DIRECTIONS
Reproduce the listing below with every occurrence of "one point per instance" swapped for "a single point for each instance" and nothing else altered, omitting the pictures from your answer.

Dataset items:
┏━━

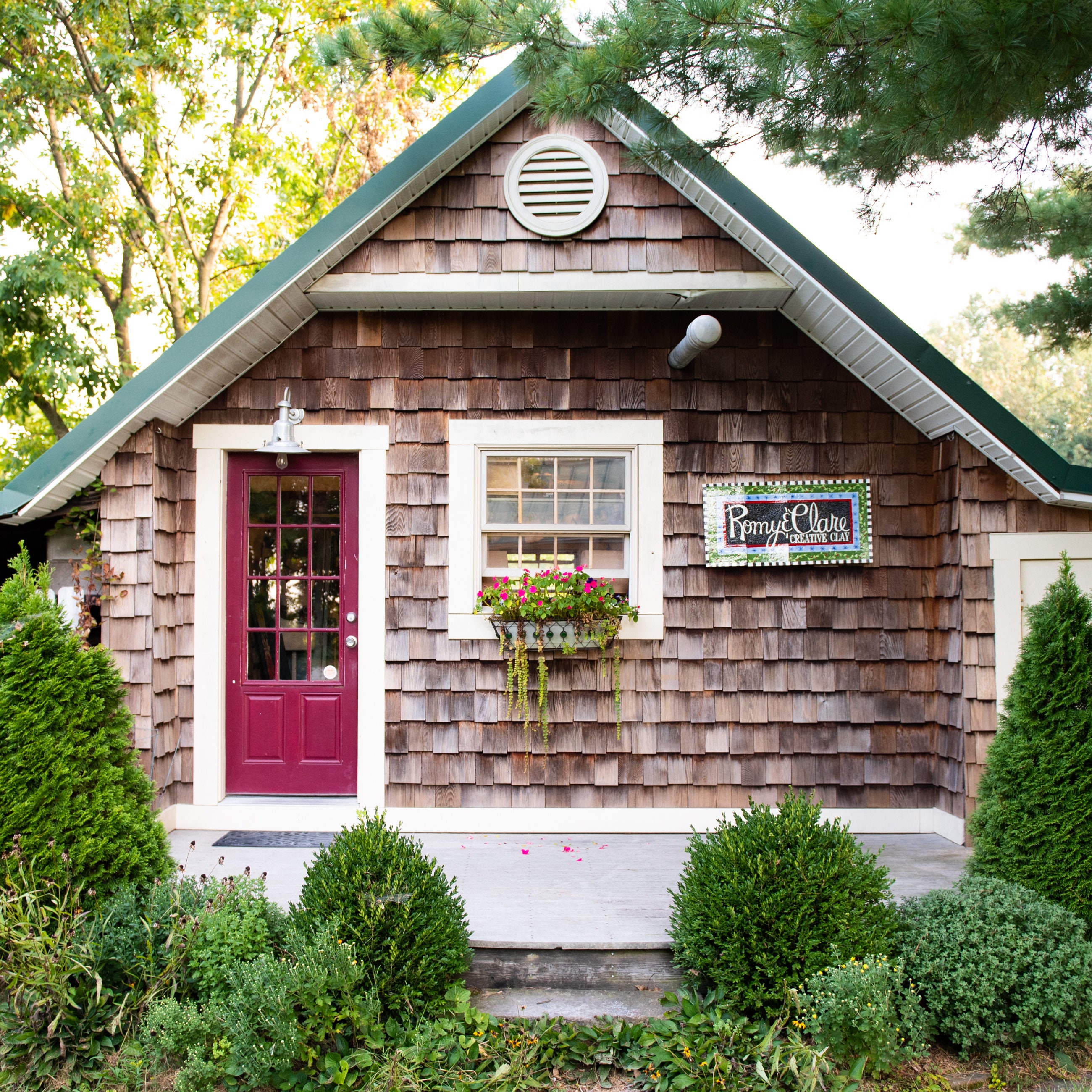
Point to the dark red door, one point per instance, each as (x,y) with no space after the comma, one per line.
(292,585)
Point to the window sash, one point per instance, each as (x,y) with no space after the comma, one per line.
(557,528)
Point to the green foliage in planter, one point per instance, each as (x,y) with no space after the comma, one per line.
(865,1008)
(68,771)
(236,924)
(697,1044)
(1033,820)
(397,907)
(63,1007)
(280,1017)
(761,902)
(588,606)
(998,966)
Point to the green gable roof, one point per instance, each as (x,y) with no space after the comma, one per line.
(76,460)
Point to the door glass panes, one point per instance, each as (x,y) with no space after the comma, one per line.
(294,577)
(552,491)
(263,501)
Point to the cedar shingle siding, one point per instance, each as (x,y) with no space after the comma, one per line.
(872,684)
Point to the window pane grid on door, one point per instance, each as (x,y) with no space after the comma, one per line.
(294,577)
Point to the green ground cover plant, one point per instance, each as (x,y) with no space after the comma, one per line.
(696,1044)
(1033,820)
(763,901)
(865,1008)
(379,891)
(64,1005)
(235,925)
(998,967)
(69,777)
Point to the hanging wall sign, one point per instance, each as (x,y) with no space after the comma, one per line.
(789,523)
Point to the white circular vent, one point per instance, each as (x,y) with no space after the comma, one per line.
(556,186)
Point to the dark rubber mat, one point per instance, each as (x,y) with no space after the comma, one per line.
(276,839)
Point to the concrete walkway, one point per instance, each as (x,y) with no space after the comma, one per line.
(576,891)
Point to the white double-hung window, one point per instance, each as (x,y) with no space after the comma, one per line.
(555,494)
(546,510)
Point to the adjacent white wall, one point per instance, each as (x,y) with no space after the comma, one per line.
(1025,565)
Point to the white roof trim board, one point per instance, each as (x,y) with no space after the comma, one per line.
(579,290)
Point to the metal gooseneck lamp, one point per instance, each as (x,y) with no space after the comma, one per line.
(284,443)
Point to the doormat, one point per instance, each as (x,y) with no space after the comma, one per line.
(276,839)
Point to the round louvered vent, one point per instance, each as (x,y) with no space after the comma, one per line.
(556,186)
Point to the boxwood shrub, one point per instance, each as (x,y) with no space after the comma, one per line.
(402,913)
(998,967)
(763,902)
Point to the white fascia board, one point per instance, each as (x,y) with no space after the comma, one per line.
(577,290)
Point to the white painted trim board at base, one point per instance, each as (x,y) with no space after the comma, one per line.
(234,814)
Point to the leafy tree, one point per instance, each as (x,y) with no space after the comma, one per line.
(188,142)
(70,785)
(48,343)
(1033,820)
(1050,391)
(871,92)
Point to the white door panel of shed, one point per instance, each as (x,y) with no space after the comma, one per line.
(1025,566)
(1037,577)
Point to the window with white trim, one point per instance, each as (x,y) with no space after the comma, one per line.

┗━━

TASK RESPONSE
Point to the dark red door, a single point for each instance, each as (x,y) with no space after the comma, one per line.
(292,585)
Point to the window sash, a single point for each instance, each as (x,y) with no space after the comma, one per line.
(557,528)
Point to the green foliage in planter, a single point for each instance, each as (x,y) with no space after the comma, one per line.
(865,1008)
(68,771)
(236,924)
(697,1044)
(1033,820)
(397,907)
(63,1007)
(280,1017)
(761,902)
(588,606)
(998,966)
Point to the green gable roof, a single point for each instance, each as (x,y) with no space after the comma, one per line.
(76,460)
Point to the door glass panes, a single point for each instance, each as (x,y) with no space after the comma, one per line.
(294,577)
(552,491)
(263,501)
Point to the cedar shingle siding, a single point for each instance, each as (x,y) with no space after the comma, one per line.
(872,684)
Point to the window pane grid on door, a single point for each instance, each as (x,y) with no space after the comma, one per line.
(294,577)
Point to the green ground cover plant, a single point for each instance, each as (x,y) with no space after the comma, one per line.
(696,1044)
(1033,820)
(763,901)
(865,1008)
(379,891)
(64,1005)
(235,925)
(998,967)
(69,777)
Point to the hanging wall sign, a single point for each instance, each as (x,y) with no space after the comma, one per line.
(789,523)
Point to the white circular vent, a single point for each instance, each as (x,y) with no space after the comma, one per line.
(556,186)
Point to the dark rubber mat, a single point for each instance, each as (x,y) with no space after the comma, one per line.
(276,839)
Point to the concrete walkway, a single point for each instance, each as (x,y) with no space after the comma, one per line.
(576,891)
Point to the white double-hung window, a single point for each instance, each as (x,y) with no space after the comma, one per line.
(555,494)
(546,510)
Point to the adjacent white wall, a single point for each instance, each as (x,y) with no space after the comma, one per line.
(1025,565)
Point to the white roof trim board, a single point for each instance, each as (x,y) with no space after the comma, one per line.
(579,290)
Point to the metal gooseneck lamp, a single point for each instance, each as (x,y) with no space after the comma, one per line.
(284,443)
Point to the doormat, a single point for each instance, each as (x,y) with no space after the comma, one per line.
(276,839)
Point to the round louvered vent, a single point for each instance, each as (x,y) with no space after the comma, one per line.
(556,186)
Point to the boxwood shrub, a single point for each instance, each as (x,y) with no space after the comma, one per line.
(402,913)
(998,967)
(763,902)
Point to the white fascia board, a single point for each instance, each as (x,y) with no space after the comma, one per line.
(577,290)
Point to the white painted trim board at base, a single point for each instance, each as (x,y) with no space after the comma, one per line.
(234,814)
Point to the leafy tree, a single point for each instance, each as (x,y) with no space after the comma, one per line.
(188,142)
(70,785)
(48,343)
(1033,820)
(1050,391)
(871,92)
Point to the white door panel of shed, a single point for each instance, each as (x,y) with no space after the comma, one per line.
(1025,566)
(1037,577)
Point to the window with white trim, a single point for each instance, each as (x,y) with no space after the comma, one per line.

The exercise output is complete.